ОТРЫВОК:
= = = = =

В обыденной же обстановке воровству покорны люди неразвитые, с ущербленной наследственностью, алкоголики, наркоманы, а также с дефектами воспитания. И все же клептомания живет в человеке в той или иной мере, как у общественного существа, и порождается она непомерным стремлением к обогащению, собственничеству. Обычно жадные бывают и вороватыми. У меня несколько лет работал лаборант, получивший высшее образование, сын состоятельных родителей. Он страдал настоящей клептоманией, тащил все что только мог. Измученный этим воровством, я был вынужден предложить ему уволиться с работы. Тогда дирекция Института зоологии, где я работал, решив, что увольнение этого человека результат повышенной моей требовательности, устроила его в другую лабораторию. Через месяц он попался на краже микроскопа и был уволен.

= = = = =

ЗАДАЧИ ДЛЯ РЕШЕНИЯ:
1) Ответьте на вопросы по отрывку.
(а) Какие люди, согласно отрывку, в обыденной обстановке покорны воровству?
(б) В каком институте работал рассказчик?
(в) На краже чего попался лаборант через месяц после перевода в другую лабораторию?
2) Перепишите из отрывка дословно фрагмент, начиная со слов «В обыденной же» и продолжая до слов «и был уволен.» включительно.

ФРАГМЕНТ ДАННЫХ:
= = = = =

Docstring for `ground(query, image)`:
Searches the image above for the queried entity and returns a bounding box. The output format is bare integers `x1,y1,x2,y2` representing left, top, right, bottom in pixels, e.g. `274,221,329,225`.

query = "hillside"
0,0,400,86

= = = = =

ОТВЕТЫ К ЗАДАНИЯМ:
1)
(а) Люди неразвитые, с ущербленной наследственностью, алкоголики, наркоманы, а также люди с дефектами воспитания.
(б) В Институте зоологии.
(в) На краже микроскопа.

2)
В обыденной же обстановке воровству покорны люди неразвитые, с ущербленной наследственностью, алкоголики, наркоманы, а также с дефектами воспитания. И все же клептомания живет в человеке в той или иной мере, как у общественного существа, и порождается она непомерным стремлением к обогащению, собственничеству. Обычно жадные бывают и вороватыми. У меня несколько лет работал лаборант, получивший высшее образование, сын состоятельных родителей. Он страдал настоящей клептоманией, тащил все что только мог. Измученный этим воровством, я был вынужден предложить ему уволиться с работы. Тогда дирекция Института зоологии, где я работал, решив, что увольнение этого человека результат повышенной моей требовательности, устроила его в другую лабораторию. Через месяц он попался на краже микроскопа и был уволен.